WHAT YOU WILL DO |
All that is wanted is the exact text of each line from the one with "Every instance of the distant treeline" to the close of the listing, ends included.
**** DATASET EXCERPTS
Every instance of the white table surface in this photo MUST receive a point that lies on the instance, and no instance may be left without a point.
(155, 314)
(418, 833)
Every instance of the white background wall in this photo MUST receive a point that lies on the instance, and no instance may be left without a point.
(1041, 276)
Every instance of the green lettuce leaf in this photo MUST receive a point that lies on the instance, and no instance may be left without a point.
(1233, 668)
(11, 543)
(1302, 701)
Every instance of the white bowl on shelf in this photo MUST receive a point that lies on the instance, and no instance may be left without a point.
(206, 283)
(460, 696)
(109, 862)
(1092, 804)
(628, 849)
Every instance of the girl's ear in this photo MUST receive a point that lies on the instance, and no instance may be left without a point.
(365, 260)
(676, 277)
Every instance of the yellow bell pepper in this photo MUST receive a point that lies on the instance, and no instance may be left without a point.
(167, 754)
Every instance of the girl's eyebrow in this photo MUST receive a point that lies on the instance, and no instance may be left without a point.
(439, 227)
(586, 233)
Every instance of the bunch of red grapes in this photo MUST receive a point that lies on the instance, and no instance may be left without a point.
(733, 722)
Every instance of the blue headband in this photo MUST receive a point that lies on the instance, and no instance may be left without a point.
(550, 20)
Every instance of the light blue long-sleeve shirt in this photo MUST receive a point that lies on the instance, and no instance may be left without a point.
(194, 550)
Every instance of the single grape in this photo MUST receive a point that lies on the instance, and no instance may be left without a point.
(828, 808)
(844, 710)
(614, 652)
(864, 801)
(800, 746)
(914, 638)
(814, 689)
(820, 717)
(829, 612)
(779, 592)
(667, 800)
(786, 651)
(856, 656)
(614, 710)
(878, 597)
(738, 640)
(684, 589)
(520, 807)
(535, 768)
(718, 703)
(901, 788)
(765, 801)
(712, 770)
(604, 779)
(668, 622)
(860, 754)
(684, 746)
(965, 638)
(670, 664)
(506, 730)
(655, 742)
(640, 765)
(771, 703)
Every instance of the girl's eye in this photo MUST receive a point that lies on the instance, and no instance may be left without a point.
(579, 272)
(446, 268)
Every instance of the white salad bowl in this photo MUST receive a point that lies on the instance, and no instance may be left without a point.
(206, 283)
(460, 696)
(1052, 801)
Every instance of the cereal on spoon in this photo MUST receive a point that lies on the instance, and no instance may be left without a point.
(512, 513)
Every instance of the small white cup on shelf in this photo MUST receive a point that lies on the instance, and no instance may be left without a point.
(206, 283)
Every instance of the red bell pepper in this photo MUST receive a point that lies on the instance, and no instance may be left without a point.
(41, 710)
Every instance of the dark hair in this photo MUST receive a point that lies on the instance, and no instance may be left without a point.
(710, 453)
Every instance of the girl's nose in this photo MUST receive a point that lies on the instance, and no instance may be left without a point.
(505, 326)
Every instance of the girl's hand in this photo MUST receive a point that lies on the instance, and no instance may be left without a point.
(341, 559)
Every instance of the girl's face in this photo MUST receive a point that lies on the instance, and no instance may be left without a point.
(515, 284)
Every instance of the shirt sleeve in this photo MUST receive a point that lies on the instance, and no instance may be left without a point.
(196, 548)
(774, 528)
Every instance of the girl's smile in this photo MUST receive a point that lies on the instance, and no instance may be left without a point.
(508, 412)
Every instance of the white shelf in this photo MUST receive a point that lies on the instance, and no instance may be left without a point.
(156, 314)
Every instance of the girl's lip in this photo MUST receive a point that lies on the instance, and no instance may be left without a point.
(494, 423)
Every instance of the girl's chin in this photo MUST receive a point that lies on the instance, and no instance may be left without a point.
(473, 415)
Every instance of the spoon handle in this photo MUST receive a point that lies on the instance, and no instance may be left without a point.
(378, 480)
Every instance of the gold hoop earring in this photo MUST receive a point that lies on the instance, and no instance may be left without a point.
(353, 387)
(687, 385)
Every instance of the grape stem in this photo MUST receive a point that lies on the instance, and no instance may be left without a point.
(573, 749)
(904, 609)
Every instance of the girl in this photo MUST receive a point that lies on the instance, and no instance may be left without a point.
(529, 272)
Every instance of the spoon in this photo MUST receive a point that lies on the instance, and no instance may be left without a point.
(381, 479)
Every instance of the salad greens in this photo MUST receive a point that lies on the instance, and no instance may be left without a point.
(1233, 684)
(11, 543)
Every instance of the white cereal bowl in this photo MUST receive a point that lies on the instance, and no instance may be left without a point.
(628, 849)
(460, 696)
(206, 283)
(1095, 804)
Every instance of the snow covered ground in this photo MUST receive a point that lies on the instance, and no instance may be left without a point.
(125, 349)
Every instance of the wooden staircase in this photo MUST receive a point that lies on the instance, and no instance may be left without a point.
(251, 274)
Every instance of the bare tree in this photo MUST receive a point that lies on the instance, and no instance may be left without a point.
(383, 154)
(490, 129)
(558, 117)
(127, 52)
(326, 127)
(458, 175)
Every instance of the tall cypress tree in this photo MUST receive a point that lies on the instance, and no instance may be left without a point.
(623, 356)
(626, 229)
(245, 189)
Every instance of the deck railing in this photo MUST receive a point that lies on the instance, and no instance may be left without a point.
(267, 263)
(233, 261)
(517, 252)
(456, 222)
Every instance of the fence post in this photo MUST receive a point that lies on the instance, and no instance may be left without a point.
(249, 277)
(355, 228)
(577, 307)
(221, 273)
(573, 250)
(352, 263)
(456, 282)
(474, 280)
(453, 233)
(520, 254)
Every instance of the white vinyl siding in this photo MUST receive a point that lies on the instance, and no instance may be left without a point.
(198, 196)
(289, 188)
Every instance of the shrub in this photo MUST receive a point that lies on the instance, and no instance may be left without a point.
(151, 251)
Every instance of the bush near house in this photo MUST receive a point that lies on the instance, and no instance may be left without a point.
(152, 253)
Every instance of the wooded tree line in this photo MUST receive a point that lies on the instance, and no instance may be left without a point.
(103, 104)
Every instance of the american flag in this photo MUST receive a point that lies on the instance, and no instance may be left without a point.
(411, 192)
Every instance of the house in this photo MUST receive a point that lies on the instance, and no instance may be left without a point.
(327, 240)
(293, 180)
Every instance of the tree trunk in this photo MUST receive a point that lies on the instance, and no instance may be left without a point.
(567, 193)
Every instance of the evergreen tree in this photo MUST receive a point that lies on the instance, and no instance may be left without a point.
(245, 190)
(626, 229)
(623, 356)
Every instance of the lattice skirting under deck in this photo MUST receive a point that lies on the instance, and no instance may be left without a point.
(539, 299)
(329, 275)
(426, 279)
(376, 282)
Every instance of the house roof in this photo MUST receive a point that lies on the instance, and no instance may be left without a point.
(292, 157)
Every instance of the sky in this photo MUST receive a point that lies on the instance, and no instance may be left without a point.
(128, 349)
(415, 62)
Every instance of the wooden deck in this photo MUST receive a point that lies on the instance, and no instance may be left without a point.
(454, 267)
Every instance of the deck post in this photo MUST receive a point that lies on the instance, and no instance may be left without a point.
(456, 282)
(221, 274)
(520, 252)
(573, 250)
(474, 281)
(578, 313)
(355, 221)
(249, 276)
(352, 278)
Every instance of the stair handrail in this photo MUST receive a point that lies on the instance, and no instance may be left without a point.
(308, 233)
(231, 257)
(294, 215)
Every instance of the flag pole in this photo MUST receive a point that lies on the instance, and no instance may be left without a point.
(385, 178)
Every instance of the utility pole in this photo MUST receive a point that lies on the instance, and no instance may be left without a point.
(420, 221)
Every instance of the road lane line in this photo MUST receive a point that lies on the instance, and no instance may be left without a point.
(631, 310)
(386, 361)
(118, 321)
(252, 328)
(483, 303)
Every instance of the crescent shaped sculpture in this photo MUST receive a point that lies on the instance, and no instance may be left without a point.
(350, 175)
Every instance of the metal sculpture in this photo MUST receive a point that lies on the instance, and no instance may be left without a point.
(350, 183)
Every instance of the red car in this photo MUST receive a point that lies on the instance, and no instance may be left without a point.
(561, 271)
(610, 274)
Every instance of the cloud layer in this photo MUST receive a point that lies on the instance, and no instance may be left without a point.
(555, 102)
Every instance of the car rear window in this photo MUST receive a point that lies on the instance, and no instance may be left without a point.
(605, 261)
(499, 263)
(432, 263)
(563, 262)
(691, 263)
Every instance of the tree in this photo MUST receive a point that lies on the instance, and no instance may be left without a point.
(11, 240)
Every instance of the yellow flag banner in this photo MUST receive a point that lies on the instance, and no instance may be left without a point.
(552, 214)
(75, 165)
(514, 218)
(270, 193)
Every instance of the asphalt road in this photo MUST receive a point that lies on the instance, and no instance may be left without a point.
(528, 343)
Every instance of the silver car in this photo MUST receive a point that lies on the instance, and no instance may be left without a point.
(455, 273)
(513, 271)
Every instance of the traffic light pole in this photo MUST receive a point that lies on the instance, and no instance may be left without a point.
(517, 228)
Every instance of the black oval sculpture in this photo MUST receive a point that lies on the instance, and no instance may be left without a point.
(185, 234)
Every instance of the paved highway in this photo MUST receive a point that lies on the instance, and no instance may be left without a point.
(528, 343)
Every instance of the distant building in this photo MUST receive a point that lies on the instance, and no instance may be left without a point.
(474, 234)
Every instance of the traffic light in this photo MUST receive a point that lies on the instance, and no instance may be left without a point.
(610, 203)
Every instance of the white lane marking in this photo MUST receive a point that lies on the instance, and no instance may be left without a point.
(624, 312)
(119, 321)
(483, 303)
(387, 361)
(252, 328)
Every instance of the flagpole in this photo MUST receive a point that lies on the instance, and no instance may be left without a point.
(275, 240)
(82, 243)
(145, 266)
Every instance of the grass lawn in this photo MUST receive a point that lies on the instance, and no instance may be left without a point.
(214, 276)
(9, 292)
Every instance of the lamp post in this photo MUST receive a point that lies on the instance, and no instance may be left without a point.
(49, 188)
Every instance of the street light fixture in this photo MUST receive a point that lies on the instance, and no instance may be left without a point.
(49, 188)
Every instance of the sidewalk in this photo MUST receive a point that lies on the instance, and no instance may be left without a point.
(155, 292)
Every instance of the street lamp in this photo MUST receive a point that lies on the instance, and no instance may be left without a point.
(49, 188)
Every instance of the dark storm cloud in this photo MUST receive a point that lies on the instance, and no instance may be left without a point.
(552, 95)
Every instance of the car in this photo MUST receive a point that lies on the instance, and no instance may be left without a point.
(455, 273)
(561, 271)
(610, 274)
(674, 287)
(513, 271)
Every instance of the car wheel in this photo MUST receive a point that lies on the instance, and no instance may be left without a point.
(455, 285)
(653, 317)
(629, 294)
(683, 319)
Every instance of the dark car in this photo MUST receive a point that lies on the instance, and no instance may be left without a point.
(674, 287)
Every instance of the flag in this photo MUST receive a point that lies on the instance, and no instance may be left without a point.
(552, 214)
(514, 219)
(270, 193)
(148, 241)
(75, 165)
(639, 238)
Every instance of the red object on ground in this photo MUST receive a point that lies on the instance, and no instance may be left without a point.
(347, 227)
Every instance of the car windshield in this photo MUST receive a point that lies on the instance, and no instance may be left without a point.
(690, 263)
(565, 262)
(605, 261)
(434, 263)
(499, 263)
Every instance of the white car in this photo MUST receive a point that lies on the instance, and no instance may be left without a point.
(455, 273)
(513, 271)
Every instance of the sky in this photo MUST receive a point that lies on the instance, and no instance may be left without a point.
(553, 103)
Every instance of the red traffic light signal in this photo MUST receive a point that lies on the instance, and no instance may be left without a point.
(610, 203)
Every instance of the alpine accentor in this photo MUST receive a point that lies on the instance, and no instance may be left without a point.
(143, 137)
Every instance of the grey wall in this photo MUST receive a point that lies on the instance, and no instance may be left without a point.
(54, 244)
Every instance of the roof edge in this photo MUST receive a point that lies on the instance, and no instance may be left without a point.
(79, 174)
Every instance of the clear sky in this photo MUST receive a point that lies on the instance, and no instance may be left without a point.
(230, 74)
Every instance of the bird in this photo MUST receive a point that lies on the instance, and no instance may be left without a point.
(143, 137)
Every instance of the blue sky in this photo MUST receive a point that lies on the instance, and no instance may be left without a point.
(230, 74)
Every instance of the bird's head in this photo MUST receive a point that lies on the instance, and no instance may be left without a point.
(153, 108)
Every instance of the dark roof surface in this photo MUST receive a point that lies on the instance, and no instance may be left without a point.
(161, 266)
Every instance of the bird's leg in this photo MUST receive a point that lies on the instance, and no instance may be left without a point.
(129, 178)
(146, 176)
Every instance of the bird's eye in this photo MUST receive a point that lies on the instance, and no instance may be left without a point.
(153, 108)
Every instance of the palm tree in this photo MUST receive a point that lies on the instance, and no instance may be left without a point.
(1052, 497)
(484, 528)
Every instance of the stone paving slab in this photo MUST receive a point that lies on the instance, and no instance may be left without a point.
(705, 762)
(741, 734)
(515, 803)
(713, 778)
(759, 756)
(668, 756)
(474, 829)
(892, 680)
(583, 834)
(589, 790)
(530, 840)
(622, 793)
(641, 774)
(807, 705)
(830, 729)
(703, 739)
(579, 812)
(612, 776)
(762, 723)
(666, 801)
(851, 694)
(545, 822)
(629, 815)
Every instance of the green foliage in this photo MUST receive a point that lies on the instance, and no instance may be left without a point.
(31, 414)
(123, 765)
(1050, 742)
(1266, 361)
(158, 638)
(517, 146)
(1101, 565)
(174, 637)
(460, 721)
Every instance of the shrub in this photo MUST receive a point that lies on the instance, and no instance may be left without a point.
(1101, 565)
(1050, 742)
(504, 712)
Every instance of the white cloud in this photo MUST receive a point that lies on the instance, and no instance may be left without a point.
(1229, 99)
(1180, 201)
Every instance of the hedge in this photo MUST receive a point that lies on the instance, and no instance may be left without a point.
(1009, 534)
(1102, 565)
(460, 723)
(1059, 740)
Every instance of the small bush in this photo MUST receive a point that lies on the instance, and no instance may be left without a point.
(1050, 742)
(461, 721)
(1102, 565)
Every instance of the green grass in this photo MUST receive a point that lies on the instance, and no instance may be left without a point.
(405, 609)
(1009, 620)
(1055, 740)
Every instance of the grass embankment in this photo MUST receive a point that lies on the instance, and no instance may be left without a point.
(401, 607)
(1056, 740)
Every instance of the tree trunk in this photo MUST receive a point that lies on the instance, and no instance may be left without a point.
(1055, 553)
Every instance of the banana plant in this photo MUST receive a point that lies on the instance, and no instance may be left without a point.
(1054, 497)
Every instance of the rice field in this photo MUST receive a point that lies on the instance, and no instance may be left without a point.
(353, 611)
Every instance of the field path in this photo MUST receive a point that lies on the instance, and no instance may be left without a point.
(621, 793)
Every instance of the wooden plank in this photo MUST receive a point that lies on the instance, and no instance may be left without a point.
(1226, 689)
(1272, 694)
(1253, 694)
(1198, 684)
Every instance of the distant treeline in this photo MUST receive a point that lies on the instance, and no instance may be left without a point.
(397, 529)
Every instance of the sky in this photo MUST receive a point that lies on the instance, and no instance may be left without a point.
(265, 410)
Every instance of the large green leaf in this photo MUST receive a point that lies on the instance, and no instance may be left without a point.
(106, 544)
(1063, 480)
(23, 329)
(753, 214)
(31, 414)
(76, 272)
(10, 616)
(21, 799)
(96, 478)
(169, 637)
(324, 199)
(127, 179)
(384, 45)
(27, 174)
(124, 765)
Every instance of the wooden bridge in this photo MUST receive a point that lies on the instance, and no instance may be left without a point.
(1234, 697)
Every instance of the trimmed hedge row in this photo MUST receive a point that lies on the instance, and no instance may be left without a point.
********
RESULT OF THE EXERCISE |
Every instance of the distant treeline in this photo MUST receive a point that lies on the instance, and no instance may be left without a point.
(397, 529)
Every instance of the sky in this photo MUST receive a point that lies on the instance, and no instance may be left without a point.
(265, 410)
Every instance of the large green leaf in this photo MUST receive a point that lies on the instance, and no instance may be left without a point.
(106, 544)
(1063, 480)
(23, 329)
(753, 214)
(31, 414)
(76, 272)
(10, 616)
(21, 799)
(96, 478)
(169, 637)
(324, 199)
(127, 179)
(384, 45)
(27, 174)
(124, 765)
Every instance of the wooden bridge in this photo MUST receive a point that lies on the instance, and no instance may be left without a point.
(1234, 697)
Every instance of the trimmed hedge row in this photo MUST receive a point that lies on the instance, and no instance may be left without a point.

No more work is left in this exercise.